* **STATED PROBLEM A**: Echo the stalker essay word for word, starting at "I may have the" and ending at "seat back compartment.".

What I Learned From My Stalker

(Graphic: Kat Borosky/TueNight.com)

I may have the word “open” tattooed on my back, but I consider myself overly cautious.

By nature of being a sex writer, many people think I’ve offered myself up for explicit, inappropriate conversations, and that’s forced me to keep my guard up. Normally, I don’t answer my phone unless I know who’s calling. I vet strangers I’m meeting extensively online beforehand. On a recent flight, I even took my laptop to the bathroom rather than leave it unprotected in the seat back compartment.

My caution is what stopped me from contacting a man I met on my flight to Dubai after I let him borrow my phone charger; I didn’t want to give him the wrong impression.

I was excited about this trip to Dubai, and announced it on my blog, Twitter and Facebook in case friends had recommendations or knew people there. The primary purpose of my trip was to find the world’s first and only Hello Kitty Spa, which had recently opened (yes, I was 36 going on 13, and am more than a little obsessed with Sanrio’s most famous character).

The trip went from being a vague, maybe-someday idea to something I felt compelled to do, and even 24 hours of traveling (one of my flights got cancelled) hadn’t dampened my enthusiasm. I often travel alone — and actually prefer solo travel. This was the farthest I’d ever traveled on my own, and I felt proud of being able to navigate the trip’s contingencies by myself. I didn’t think I’d miss company.

* **STATED PROBLEM B**: In the stored data, substitute "narrow lane" for "narrow alley" in the lines starting at the one containing "Guideline: for every instance of the utility" and ending at the one containing "<point>458,962</point>". Leave everything else unchanged and return only those lines.

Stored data
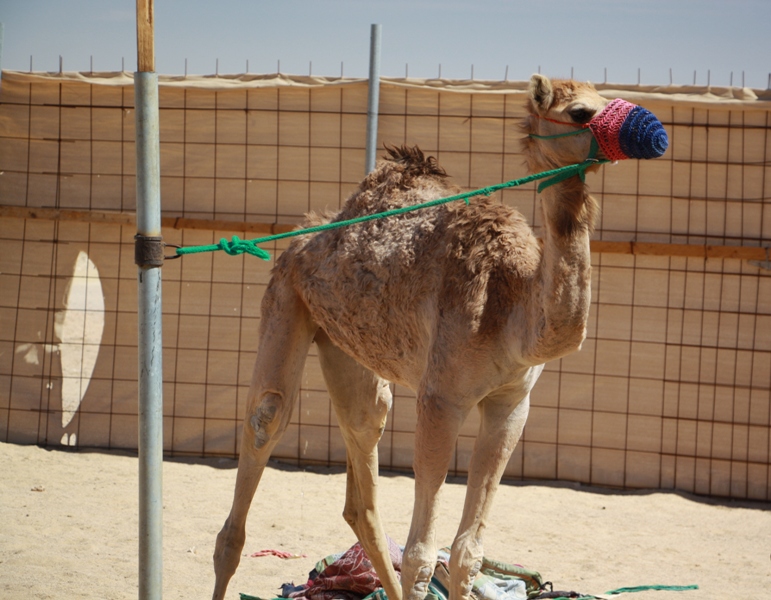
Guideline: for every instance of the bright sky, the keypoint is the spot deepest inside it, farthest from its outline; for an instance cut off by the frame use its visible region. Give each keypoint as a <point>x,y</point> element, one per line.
<point>559,36</point>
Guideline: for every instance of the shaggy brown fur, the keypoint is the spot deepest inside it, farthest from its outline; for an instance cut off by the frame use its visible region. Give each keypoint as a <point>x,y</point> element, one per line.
<point>458,302</point>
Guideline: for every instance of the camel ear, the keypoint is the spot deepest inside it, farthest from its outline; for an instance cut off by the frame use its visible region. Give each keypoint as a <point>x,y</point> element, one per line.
<point>541,91</point>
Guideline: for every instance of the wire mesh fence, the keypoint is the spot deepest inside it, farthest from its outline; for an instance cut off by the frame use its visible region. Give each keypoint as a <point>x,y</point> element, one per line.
<point>671,389</point>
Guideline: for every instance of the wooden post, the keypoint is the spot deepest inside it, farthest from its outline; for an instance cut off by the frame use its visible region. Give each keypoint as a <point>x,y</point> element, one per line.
<point>145,36</point>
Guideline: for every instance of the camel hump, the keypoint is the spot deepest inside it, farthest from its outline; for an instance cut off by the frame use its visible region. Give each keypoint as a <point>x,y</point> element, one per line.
<point>414,162</point>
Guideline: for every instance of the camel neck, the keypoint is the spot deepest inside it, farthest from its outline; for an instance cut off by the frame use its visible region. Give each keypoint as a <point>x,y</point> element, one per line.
<point>565,275</point>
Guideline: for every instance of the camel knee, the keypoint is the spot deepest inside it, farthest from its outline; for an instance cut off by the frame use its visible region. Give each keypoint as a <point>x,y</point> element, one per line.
<point>267,418</point>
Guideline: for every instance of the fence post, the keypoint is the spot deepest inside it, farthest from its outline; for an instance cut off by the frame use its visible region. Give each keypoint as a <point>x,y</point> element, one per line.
<point>373,98</point>
<point>2,29</point>
<point>149,259</point>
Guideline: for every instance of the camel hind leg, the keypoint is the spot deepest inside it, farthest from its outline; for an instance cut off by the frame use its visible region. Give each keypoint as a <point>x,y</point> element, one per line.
<point>286,332</point>
<point>361,400</point>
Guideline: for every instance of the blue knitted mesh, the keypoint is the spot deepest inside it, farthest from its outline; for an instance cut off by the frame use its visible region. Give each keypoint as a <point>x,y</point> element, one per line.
<point>642,135</point>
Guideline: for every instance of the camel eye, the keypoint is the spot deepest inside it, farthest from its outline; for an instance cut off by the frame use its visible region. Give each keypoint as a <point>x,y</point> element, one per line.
<point>581,115</point>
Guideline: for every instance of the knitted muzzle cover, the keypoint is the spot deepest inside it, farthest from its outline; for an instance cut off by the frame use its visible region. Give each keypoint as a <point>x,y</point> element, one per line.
<point>625,130</point>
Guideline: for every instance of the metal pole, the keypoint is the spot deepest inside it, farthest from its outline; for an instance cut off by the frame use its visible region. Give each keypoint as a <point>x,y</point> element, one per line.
<point>373,98</point>
<point>149,259</point>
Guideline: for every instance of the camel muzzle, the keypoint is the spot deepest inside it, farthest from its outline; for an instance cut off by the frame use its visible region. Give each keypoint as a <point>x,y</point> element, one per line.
<point>625,130</point>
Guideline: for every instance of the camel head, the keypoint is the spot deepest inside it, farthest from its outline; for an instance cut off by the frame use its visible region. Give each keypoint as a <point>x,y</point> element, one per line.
<point>569,122</point>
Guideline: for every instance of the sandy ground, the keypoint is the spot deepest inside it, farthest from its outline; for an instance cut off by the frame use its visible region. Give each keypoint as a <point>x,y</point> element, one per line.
<point>68,529</point>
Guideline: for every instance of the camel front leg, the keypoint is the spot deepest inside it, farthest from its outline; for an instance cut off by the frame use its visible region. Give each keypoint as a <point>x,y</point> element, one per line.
<point>286,332</point>
<point>361,401</point>
<point>499,432</point>
<point>436,432</point>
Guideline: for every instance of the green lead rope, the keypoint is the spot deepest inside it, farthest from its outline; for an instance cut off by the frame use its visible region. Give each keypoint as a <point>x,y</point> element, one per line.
<point>238,246</point>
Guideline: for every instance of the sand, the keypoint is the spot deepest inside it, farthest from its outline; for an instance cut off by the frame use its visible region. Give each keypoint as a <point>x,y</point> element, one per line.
<point>68,529</point>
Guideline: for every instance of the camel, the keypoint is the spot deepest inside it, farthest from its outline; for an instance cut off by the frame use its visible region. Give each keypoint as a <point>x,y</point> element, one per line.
<point>460,303</point>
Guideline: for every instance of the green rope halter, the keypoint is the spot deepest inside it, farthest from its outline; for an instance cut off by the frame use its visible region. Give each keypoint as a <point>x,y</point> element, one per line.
<point>238,246</point>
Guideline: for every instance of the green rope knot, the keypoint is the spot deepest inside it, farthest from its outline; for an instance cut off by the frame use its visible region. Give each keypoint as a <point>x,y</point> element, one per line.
<point>238,246</point>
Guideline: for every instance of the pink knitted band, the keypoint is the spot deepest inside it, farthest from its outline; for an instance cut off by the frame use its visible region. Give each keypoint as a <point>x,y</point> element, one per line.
<point>607,125</point>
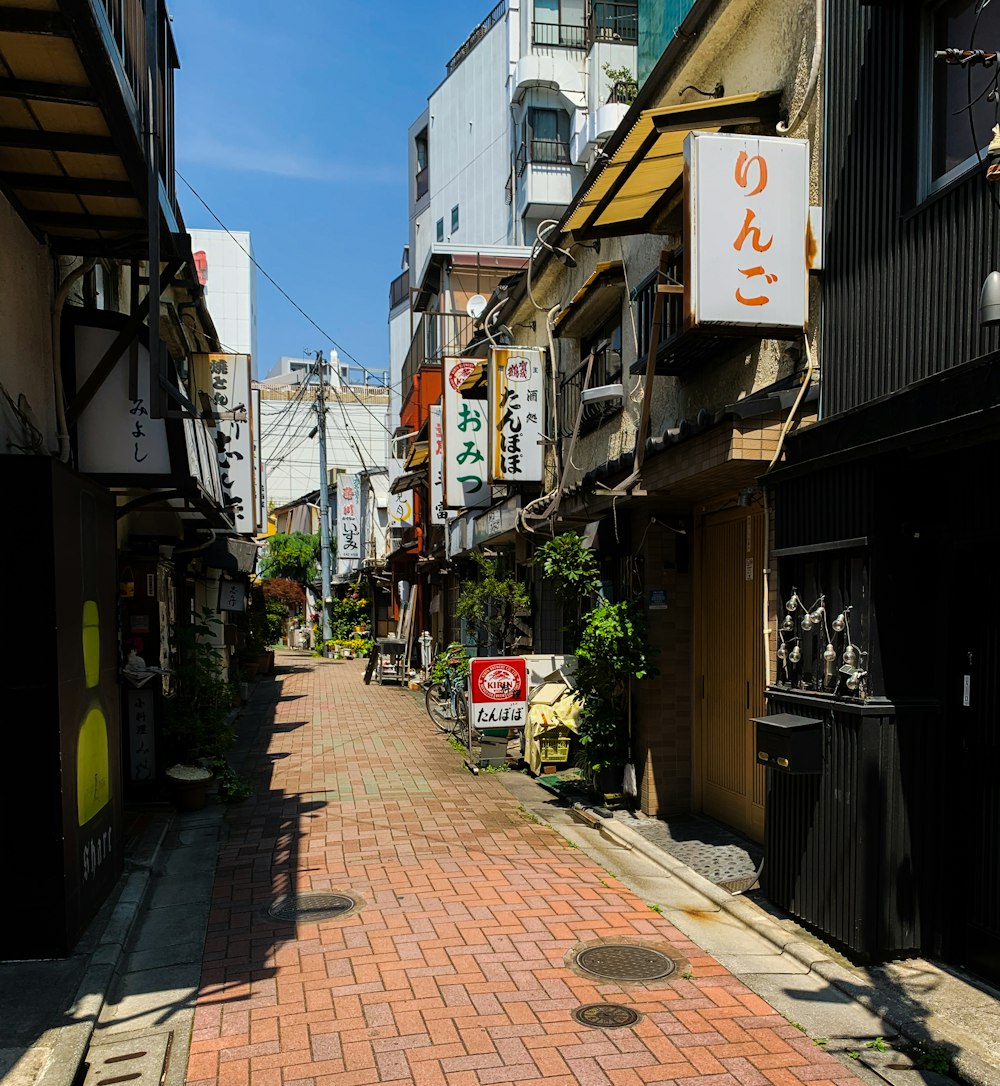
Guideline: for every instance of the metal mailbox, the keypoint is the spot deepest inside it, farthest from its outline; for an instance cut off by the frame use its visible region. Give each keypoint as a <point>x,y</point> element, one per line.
<point>789,744</point>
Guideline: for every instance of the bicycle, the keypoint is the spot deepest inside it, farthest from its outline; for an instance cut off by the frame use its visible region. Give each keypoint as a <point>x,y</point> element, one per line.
<point>445,699</point>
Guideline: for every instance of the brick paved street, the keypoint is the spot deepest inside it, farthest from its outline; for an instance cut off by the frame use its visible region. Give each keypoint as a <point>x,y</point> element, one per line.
<point>456,969</point>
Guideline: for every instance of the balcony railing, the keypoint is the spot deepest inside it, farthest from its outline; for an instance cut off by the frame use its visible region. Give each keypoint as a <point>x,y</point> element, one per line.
<point>612,21</point>
<point>473,39</point>
<point>552,152</point>
<point>125,32</point>
<point>564,35</point>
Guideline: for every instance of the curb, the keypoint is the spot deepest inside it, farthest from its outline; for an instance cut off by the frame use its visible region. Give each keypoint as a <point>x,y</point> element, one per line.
<point>73,1039</point>
<point>967,1066</point>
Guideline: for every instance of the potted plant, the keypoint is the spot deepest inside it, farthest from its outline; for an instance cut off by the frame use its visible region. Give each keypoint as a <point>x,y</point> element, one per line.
<point>197,716</point>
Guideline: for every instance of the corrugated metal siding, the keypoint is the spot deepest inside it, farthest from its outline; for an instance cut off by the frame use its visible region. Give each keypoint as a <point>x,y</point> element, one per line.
<point>901,283</point>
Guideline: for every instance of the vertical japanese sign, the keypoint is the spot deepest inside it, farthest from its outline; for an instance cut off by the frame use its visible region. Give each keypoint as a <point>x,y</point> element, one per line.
<point>349,522</point>
<point>116,434</point>
<point>516,398</point>
<point>466,441</point>
<point>748,215</point>
<point>139,719</point>
<point>440,514</point>
<point>226,380</point>
<point>401,509</point>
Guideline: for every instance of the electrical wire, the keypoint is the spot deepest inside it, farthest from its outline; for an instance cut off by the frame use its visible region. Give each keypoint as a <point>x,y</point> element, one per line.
<point>291,301</point>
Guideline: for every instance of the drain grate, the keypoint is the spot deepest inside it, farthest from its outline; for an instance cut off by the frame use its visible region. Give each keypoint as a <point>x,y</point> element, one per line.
<point>606,1015</point>
<point>311,906</point>
<point>622,961</point>
<point>138,1063</point>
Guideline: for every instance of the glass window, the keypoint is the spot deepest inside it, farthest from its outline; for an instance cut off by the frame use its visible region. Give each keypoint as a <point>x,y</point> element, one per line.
<point>950,123</point>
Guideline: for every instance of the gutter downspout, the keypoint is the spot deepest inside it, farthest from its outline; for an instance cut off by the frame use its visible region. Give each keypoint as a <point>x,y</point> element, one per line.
<point>62,429</point>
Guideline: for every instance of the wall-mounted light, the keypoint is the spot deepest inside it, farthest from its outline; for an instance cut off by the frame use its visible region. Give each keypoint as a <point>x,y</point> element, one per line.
<point>989,300</point>
<point>603,392</point>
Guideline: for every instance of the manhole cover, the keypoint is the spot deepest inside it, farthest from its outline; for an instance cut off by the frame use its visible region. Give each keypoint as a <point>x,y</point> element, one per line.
<point>313,906</point>
<point>621,961</point>
<point>606,1015</point>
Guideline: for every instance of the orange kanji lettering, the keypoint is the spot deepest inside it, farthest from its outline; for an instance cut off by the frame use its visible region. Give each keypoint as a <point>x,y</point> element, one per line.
<point>743,172</point>
<point>751,232</point>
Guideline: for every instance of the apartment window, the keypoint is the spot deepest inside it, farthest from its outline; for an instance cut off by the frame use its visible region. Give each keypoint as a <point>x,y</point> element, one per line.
<point>545,135</point>
<point>559,23</point>
<point>420,153</point>
<point>606,368</point>
<point>951,130</point>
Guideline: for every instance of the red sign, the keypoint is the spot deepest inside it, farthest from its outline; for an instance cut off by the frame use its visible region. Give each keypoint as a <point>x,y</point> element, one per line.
<point>498,692</point>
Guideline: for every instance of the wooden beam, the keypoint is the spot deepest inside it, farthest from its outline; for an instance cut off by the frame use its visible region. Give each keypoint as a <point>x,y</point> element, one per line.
<point>32,89</point>
<point>71,186</point>
<point>108,363</point>
<point>79,219</point>
<point>35,139</point>
<point>32,21</point>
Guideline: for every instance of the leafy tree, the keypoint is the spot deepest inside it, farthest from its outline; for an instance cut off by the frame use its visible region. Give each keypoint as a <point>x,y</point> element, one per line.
<point>491,602</point>
<point>294,557</point>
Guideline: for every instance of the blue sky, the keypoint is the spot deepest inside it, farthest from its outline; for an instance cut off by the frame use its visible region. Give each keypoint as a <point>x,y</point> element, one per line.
<point>291,123</point>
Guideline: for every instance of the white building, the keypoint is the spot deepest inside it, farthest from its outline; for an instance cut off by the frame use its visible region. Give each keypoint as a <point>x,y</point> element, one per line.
<point>226,269</point>
<point>357,431</point>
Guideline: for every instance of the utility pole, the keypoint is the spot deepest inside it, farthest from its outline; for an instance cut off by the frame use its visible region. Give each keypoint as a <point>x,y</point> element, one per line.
<point>324,506</point>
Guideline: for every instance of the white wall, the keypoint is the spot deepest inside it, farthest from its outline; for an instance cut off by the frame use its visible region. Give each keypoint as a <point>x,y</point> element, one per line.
<point>469,152</point>
<point>231,289</point>
<point>26,276</point>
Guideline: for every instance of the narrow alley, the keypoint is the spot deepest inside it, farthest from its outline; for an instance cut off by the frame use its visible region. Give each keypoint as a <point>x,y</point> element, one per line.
<point>458,962</point>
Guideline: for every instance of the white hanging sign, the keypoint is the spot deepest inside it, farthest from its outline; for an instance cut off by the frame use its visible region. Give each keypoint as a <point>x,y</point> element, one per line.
<point>748,216</point>
<point>466,441</point>
<point>401,509</point>
<point>516,398</point>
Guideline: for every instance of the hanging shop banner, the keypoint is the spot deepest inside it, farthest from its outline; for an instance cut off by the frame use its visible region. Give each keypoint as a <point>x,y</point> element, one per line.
<point>349,521</point>
<point>516,398</point>
<point>748,217</point>
<point>225,379</point>
<point>466,441</point>
<point>440,513</point>
<point>401,509</point>
<point>498,692</point>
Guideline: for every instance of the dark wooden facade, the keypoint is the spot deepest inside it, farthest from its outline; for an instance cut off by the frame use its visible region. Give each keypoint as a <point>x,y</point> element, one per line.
<point>888,506</point>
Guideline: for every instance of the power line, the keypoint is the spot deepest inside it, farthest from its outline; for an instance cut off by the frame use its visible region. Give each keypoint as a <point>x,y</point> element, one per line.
<point>290,300</point>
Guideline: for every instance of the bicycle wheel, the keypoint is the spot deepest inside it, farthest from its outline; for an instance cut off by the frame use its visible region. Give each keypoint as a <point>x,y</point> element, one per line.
<point>439,706</point>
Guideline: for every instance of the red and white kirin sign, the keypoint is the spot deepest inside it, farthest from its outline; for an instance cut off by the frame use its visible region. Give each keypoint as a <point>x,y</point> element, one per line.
<point>498,692</point>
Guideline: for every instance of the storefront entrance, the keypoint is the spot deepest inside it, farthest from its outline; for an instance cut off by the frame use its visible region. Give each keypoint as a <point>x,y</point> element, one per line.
<point>730,670</point>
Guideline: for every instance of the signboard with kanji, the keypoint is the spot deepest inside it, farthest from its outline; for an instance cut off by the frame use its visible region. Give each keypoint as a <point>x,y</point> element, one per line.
<point>516,398</point>
<point>349,522</point>
<point>440,513</point>
<point>225,379</point>
<point>497,692</point>
<point>466,441</point>
<point>748,216</point>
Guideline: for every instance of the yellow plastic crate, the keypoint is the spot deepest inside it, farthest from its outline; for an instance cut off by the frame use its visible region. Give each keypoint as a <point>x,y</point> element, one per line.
<point>554,747</point>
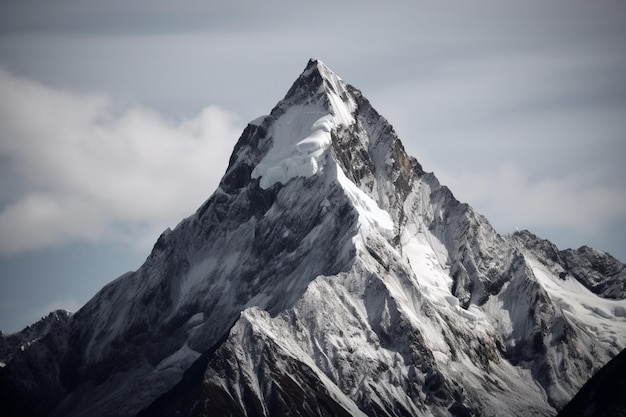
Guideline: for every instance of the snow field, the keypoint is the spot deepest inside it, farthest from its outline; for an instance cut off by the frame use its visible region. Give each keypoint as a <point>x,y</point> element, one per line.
<point>604,318</point>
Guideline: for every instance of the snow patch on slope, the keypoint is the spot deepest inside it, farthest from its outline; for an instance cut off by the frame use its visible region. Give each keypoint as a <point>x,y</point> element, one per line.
<point>604,318</point>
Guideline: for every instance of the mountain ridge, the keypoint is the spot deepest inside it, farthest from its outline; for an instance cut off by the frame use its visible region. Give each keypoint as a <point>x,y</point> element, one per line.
<point>331,274</point>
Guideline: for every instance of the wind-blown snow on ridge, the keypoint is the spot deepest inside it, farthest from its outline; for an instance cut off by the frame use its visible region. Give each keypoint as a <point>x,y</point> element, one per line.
<point>328,275</point>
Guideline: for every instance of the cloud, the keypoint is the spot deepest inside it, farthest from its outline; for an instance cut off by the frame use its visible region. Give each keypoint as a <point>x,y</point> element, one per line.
<point>67,302</point>
<point>86,170</point>
<point>579,201</point>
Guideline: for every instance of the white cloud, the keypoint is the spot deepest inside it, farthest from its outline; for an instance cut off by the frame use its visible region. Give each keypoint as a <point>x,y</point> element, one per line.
<point>67,302</point>
<point>87,171</point>
<point>510,198</point>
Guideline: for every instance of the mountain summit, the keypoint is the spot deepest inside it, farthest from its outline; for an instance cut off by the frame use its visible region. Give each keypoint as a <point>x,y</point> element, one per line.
<point>328,275</point>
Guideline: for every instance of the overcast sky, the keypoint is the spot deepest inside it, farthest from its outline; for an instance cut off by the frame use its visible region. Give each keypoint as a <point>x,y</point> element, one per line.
<point>117,120</point>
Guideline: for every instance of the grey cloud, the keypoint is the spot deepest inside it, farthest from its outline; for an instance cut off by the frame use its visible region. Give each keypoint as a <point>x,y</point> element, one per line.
<point>91,175</point>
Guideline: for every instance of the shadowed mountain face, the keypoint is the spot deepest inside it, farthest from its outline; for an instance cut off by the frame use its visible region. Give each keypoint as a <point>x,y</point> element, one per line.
<point>604,394</point>
<point>328,275</point>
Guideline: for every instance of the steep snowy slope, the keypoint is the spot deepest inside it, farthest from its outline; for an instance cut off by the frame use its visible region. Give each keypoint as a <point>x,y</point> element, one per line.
<point>330,275</point>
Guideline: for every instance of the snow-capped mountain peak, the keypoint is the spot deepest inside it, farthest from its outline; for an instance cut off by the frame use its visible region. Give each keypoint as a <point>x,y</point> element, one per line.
<point>328,275</point>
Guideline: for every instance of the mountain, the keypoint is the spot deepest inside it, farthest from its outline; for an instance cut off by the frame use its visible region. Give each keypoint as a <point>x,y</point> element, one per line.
<point>328,275</point>
<point>603,395</point>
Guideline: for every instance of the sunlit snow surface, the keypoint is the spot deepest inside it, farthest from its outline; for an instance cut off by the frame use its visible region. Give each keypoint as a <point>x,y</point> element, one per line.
<point>349,277</point>
<point>604,318</point>
<point>302,136</point>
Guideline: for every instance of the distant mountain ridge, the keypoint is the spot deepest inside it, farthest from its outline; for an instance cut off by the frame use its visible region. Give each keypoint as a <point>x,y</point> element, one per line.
<point>328,275</point>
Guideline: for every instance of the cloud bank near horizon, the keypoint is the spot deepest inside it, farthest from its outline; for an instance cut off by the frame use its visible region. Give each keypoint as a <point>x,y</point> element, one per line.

* **WRITTEN RESPONSE A**:
I may have the word “open” tattooed on my back, but I consider myself overly cautious.

By nature of being a sex writer, many people think I’ve offered myself up for explicit, inappropriate conversations, and that’s forced me to keep my guard up. Normally, I don’t answer my phone unless I know who’s calling. I vet strangers I’m meeting extensively online beforehand. On a recent flight, I even took my laptop to the bathroom rather than leave it unprotected in the seat back compartment.

* **WRITTEN RESPONSE B**:
Guideline: for every instance of the utility pole, the keypoint is the spot deepest inside it, farthest from its outline; for an instance cut off by the frame use its visible region. Give each keypoint as a <point>x,y</point> element, one per line.
<point>324,506</point>
Guideline: for every instance of the white wall, the keypoint is the spot deepest inside it, farthest from its outline; for an instance cut off by the frame use its visible region. Give each keypoint as a <point>x,y</point> element, one per line.
<point>469,152</point>
<point>231,289</point>
<point>26,276</point>
Guideline: for every instance of the narrow lane, the keypoint is the spot deepest inside it, farthest from its outline; for an instance cut off by the frame use its visible region. Give each keypoint as a <point>x,y</point> element, one per line.
<point>458,962</point>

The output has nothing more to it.